RECORDED INFORMATION ▸

+++

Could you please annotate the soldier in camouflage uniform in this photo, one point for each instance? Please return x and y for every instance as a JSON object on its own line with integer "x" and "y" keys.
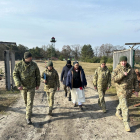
{"x": 102, "y": 82}
{"x": 51, "y": 84}
{"x": 26, "y": 76}
{"x": 125, "y": 80}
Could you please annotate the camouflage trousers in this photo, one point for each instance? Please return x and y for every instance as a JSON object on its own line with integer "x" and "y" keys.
{"x": 28, "y": 96}
{"x": 101, "y": 100}
{"x": 123, "y": 107}
{"x": 67, "y": 90}
{"x": 50, "y": 97}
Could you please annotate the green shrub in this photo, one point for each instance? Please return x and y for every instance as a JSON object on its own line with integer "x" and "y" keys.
{"x": 110, "y": 68}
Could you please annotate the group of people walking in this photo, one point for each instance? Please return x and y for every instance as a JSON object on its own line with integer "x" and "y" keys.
{"x": 27, "y": 77}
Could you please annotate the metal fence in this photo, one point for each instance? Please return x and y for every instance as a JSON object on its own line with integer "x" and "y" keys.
{"x": 130, "y": 57}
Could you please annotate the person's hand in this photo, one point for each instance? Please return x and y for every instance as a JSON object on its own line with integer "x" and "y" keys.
{"x": 136, "y": 93}
{"x": 125, "y": 73}
{"x": 20, "y": 88}
{"x": 37, "y": 87}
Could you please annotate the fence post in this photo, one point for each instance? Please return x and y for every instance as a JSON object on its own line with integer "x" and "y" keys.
{"x": 7, "y": 70}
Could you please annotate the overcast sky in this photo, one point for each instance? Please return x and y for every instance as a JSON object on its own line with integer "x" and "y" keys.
{"x": 33, "y": 22}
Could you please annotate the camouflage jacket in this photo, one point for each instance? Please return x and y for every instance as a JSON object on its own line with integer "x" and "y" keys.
{"x": 52, "y": 79}
{"x": 102, "y": 78}
{"x": 125, "y": 84}
{"x": 25, "y": 75}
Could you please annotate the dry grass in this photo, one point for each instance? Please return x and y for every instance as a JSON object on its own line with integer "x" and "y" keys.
{"x": 7, "y": 98}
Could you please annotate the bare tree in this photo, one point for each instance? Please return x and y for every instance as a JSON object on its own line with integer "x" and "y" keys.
{"x": 66, "y": 51}
{"x": 76, "y": 49}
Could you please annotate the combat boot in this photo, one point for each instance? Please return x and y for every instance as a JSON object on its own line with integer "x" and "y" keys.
{"x": 69, "y": 98}
{"x": 28, "y": 121}
{"x": 127, "y": 127}
{"x": 50, "y": 113}
{"x": 81, "y": 108}
{"x": 118, "y": 114}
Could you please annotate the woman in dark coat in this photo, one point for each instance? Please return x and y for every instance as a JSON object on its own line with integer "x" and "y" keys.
{"x": 64, "y": 77}
{"x": 76, "y": 80}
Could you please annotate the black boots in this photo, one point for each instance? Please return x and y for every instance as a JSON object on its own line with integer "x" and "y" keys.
{"x": 69, "y": 98}
{"x": 29, "y": 121}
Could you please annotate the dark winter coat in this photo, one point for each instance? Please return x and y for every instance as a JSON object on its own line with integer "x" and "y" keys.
{"x": 64, "y": 73}
{"x": 69, "y": 80}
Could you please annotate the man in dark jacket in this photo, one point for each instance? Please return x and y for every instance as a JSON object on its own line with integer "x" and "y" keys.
{"x": 64, "y": 75}
{"x": 76, "y": 80}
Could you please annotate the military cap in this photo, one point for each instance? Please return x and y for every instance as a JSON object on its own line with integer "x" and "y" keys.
{"x": 68, "y": 62}
{"x": 27, "y": 55}
{"x": 123, "y": 58}
{"x": 76, "y": 62}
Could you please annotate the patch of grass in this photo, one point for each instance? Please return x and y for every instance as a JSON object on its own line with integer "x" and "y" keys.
{"x": 7, "y": 98}
{"x": 134, "y": 112}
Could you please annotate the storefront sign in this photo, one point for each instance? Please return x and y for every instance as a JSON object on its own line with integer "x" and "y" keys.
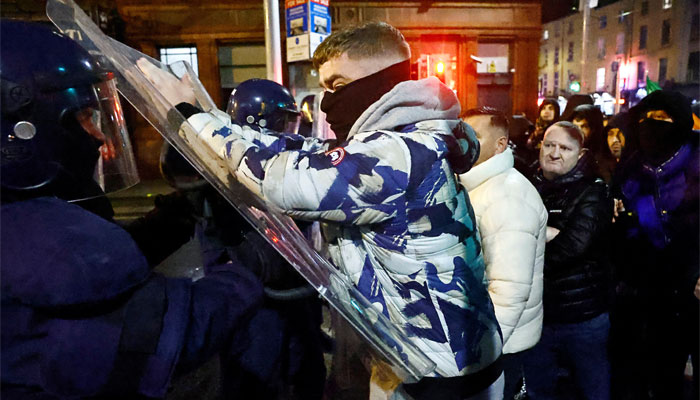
{"x": 308, "y": 23}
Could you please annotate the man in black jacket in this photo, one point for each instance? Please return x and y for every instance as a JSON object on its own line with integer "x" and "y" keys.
{"x": 576, "y": 325}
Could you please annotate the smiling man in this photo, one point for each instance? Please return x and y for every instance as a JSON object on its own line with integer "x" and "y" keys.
{"x": 396, "y": 221}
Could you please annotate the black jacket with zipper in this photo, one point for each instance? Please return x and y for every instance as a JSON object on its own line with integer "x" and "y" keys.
{"x": 576, "y": 267}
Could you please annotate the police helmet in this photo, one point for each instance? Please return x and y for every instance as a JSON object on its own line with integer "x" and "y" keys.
{"x": 261, "y": 103}
{"x": 63, "y": 131}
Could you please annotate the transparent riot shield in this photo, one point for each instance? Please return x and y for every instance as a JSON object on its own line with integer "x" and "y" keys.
{"x": 389, "y": 342}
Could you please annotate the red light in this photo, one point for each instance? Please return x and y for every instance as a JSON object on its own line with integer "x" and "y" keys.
{"x": 440, "y": 67}
{"x": 271, "y": 235}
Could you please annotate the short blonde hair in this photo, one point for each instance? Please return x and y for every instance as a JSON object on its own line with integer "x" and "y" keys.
{"x": 572, "y": 130}
{"x": 367, "y": 40}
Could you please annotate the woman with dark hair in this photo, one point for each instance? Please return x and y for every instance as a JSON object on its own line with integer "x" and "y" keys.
{"x": 576, "y": 272}
{"x": 589, "y": 120}
{"x": 547, "y": 114}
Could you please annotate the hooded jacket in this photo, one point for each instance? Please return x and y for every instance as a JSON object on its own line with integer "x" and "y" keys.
{"x": 396, "y": 221}
{"x": 512, "y": 224}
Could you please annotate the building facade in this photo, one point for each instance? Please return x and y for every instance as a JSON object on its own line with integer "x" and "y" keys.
{"x": 626, "y": 42}
{"x": 485, "y": 51}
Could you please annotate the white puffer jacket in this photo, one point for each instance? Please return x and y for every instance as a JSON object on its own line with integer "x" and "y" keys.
{"x": 512, "y": 222}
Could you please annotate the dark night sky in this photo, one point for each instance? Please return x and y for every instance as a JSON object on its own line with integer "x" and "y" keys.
{"x": 554, "y": 9}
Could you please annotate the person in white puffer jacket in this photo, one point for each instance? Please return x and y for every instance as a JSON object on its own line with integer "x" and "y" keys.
{"x": 512, "y": 222}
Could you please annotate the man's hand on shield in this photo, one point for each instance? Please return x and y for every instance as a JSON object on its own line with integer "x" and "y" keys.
{"x": 174, "y": 90}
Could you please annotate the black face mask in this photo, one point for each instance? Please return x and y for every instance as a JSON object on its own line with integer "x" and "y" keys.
{"x": 659, "y": 140}
{"x": 344, "y": 106}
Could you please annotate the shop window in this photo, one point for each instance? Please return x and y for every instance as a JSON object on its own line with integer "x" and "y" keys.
{"x": 620, "y": 43}
{"x": 570, "y": 57}
{"x": 663, "y": 67}
{"x": 170, "y": 55}
{"x": 600, "y": 80}
{"x": 641, "y": 74}
{"x": 693, "y": 74}
{"x": 666, "y": 32}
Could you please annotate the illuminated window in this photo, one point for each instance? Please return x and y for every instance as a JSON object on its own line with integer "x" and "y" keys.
{"x": 663, "y": 67}
{"x": 693, "y": 74}
{"x": 238, "y": 63}
{"x": 620, "y": 43}
{"x": 642, "y": 37}
{"x": 169, "y": 55}
{"x": 641, "y": 74}
{"x": 570, "y": 57}
{"x": 544, "y": 83}
{"x": 666, "y": 32}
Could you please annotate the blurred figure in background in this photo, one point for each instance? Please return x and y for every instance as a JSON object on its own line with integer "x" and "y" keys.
{"x": 83, "y": 316}
{"x": 306, "y": 121}
{"x": 616, "y": 131}
{"x": 589, "y": 120}
{"x": 263, "y": 104}
{"x": 576, "y": 271}
{"x": 287, "y": 329}
{"x": 658, "y": 256}
{"x": 573, "y": 102}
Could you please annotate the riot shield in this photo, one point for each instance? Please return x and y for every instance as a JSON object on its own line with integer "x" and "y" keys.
{"x": 388, "y": 340}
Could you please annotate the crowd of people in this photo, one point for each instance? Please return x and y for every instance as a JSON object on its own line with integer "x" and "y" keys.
{"x": 554, "y": 260}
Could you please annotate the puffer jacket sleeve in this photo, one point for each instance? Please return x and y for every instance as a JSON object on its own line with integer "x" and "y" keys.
{"x": 510, "y": 230}
{"x": 592, "y": 215}
{"x": 359, "y": 183}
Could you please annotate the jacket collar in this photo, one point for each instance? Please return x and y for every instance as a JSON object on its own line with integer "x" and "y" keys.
{"x": 486, "y": 170}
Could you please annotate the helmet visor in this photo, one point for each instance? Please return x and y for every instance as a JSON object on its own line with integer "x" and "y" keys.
{"x": 115, "y": 168}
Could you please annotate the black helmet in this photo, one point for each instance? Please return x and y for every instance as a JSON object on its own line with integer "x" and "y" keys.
{"x": 63, "y": 130}
{"x": 265, "y": 104}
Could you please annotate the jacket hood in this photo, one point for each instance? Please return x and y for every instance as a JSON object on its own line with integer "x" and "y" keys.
{"x": 80, "y": 259}
{"x": 409, "y": 102}
{"x": 674, "y": 103}
{"x": 495, "y": 165}
{"x": 426, "y": 105}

+++

CHALLENGE ▸ Repeat the line that contains "Could you please annotate the helmet", then every line after it until the records end, with nothing added.

ANSWER ▸
Could you please annotate the helmet visor in this photo, one point for each instance? Please return x and y for every instance as a JSON object on its own line with integer "x" and "y" keys.
{"x": 115, "y": 168}
Could you please annotate the black helmet in this photo, one point for each instance? Please return x and y for every instance as a JSON object on its own line with integer "x" and "y" keys.
{"x": 63, "y": 130}
{"x": 265, "y": 104}
Could you please annotate the jacket hood in this photo, one point for each instance? Please return x and y for every instance as a JSON object on its own line with integer "x" and "y" keys.
{"x": 80, "y": 259}
{"x": 409, "y": 102}
{"x": 674, "y": 103}
{"x": 495, "y": 165}
{"x": 426, "y": 105}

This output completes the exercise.